Uit te voeren
• 1. Beantwoord de volgende vragen over de tekst over de feministische golf in theaters:
(a) Welke drie regisseurs worden genoemd?
(b) Uit welk land komt Arbo?
(c) Waar doe je volgens het oude adagium je boodschappen?
• 2. Schrijf de tekst over de feministische golf in theaters verder, te beginnen na de laatste zin.

Fragment
────────────────────────────────────────
Daria Bukvić is de meest militante van de jonge vrouwelijke regisseurs, foto Linda Stulic

Feministische golf in theaters

Ze zijn vrouw, rond de dertig, ze maken carrière bij de grote gezelschappen en scoren opvallend goed met theater dat expliciet feministisch genoemd wordt: Eline Arbo, Daria Bukvić, Nina Spijkers. De nieuwe generatie millennials in theaterland wil niet alleen vermaken, verontrusten, verdiepen of troost bieden, maar expliciet onrecht aan de kaak stellen en verandering teweegbrengen.

Tekst: Margriet Prinssen

Is het zelfverzekerdheid en vanzelfsprekendheid die deze generatie onderscheidt van vorige? Waar voorheen nog weleens de wenkbrauwen werden gefronst bij het begrip ‘feminisme’ in combinatie met theater, lijkt dat een gepasseerd station. Boodschappen doe je niet in het theater, maar bij de supermarkt, was lange tijd het adagium. Het begrip ‘feministisch’ wordt breed geïnterpreteerd: er wordt niet alleen naar de verhouding tussen de seksen gekeken – inclusief een warm begrip voor genderkwesties dus alles wat te maken heeft met seksuele identiteit, sociale sekserol en maatschappelijke positie – maar ook naar de verhouding tussen zwart en wit, en andere maatschappelijke kloven. Misschien niet toevallig omdat twee van hen ook uit het buitenland komen, Arbo uit Noorwegen, Bukvić uit Bosnië.
────────────────────────────────────────
Vermelde records
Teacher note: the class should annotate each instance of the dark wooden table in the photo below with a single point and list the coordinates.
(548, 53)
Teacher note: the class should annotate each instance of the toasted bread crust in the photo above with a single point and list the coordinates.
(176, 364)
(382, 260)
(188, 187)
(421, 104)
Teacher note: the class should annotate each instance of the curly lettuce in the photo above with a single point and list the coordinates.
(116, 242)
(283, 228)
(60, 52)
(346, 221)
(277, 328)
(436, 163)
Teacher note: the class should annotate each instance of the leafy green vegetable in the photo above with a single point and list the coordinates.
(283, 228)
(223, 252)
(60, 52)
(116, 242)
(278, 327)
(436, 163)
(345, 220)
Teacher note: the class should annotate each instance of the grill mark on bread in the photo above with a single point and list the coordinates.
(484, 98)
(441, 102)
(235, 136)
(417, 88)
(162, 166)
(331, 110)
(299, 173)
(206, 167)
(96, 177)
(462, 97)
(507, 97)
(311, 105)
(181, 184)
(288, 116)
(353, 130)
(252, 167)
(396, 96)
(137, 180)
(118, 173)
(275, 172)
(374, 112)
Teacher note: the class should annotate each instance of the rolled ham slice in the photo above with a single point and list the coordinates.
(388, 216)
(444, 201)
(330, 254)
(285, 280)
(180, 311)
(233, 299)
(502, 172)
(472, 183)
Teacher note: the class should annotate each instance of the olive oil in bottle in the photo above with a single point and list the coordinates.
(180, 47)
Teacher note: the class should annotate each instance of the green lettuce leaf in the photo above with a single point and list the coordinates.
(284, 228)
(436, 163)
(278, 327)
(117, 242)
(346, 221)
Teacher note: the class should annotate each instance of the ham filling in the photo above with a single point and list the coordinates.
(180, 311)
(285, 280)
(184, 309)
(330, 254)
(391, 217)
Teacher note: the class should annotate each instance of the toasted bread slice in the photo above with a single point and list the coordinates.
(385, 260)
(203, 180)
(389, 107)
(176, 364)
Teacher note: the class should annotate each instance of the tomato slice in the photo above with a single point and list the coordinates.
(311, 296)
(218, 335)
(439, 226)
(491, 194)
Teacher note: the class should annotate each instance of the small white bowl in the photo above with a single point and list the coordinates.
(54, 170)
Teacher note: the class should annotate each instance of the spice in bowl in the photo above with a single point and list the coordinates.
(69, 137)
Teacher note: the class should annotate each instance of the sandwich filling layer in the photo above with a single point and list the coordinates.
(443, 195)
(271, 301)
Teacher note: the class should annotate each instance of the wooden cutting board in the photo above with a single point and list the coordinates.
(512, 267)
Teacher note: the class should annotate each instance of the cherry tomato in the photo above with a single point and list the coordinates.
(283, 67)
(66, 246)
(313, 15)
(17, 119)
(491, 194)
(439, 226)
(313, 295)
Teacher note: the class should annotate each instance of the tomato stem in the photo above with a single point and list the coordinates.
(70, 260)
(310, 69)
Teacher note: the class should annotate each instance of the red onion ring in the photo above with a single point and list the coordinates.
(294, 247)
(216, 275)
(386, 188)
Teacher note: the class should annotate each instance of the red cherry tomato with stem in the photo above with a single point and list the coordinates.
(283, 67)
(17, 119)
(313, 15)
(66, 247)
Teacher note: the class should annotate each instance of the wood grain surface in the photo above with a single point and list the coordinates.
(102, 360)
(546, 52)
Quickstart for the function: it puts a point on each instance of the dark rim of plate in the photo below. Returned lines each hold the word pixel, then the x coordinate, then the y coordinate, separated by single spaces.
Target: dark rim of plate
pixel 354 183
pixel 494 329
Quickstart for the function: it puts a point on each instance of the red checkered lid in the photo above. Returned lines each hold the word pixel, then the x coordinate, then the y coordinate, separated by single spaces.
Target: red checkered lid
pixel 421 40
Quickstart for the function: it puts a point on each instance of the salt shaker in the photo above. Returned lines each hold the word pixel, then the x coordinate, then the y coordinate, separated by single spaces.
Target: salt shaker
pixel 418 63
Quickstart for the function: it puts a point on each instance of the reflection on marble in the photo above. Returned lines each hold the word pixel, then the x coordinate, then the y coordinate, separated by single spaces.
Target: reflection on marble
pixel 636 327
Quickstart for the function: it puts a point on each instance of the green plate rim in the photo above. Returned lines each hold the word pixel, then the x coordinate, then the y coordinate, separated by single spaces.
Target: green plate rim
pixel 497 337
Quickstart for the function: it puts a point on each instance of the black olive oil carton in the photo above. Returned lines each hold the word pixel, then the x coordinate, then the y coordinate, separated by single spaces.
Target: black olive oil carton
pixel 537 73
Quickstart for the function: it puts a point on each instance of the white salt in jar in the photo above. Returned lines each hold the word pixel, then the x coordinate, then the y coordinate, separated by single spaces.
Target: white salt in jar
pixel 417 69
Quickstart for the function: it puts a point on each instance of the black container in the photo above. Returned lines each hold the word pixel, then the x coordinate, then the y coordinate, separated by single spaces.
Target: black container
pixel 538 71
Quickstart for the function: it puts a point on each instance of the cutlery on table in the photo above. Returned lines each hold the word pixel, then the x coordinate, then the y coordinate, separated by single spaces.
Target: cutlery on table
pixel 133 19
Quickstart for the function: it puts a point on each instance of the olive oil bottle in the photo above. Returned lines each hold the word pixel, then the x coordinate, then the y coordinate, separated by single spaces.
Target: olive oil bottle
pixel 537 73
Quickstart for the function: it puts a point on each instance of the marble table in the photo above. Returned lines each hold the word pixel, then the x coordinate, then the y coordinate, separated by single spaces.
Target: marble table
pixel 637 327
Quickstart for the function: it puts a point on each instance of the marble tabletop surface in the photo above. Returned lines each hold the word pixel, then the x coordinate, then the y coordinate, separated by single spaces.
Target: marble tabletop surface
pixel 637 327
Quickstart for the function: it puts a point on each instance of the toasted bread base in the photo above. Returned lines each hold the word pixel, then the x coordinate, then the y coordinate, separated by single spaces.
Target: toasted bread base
────────────────────────────────────────
Antwoorden per opdracht
• 1.
(a) Eline Arbo, Daria Bukvić en Nina Spijkers.
(b) Uit Noorwegen.
(c) Bij de supermarkt.

• 2.
De term ‘vrouwentheater’ dook voor het eerst op tijdens de feministische golf in de jaren tachtig en kwam voort uit het vormingstheater. ‘Het persoonlijke is politiek,’ was het motto. Vrouwen gingen op zoek naar eigen ervaringen, naar herkenning, naar het benoemen van pijnpunten en dilemma’s. In het begin vooral vanuit een slachtofferschap, later meer losgezongen van de alledaagse realiteit en op zoek naar wat de specifieke taal van vrouwen zou kunnen behelzen. Natuurlijk zijn er ook in de jaren erna tal van voorstellingen gemaakt vanuit vrouwelijk of expliciet feministisch perspectief zoals De vagina monologen of De verleiders female, maar de afgelopen tijd lijkt er een opvallende toename van geëngageerd, door vrouwen gemaakt en door feminisme gedreven theater. Er zijn meer vrouwelijke regisseurs, er is sprake van een nieuwverworven elan en zelfbewustzijn.

Wat houdt dat in, feministisch theater? Vanzelfsprekend staat het vrouwelijk perspectief voorop. Theoretisch is het natuurlijk goed mogelijk dat mannen feministisch theater maken, sterker nog: dat gebeurt, maar dat laten we hier omwille van de ruimte onbesproken. Om te beginnen: veel voorstellingen gaan over vrouwen. Maar dat was toch altijd al zo: Hedda Gabler, Drie Zusters?, zal menig lezer nu denken. Natuurlijk zijn er veel boeken, films en theatervoorstellingen waarin vrouwelijke personages een (grote) rol spelen, maar daarin worden zij uitsluitend gedefinieerd door hun relatie tot de mannelijke personages en aan het eind gaan ze altijd dood. Niet gek dat ze niks meemaakten want het openbare leven was tot pakweg halverwege de vorige eeuw immers voorbehouden aan mannen.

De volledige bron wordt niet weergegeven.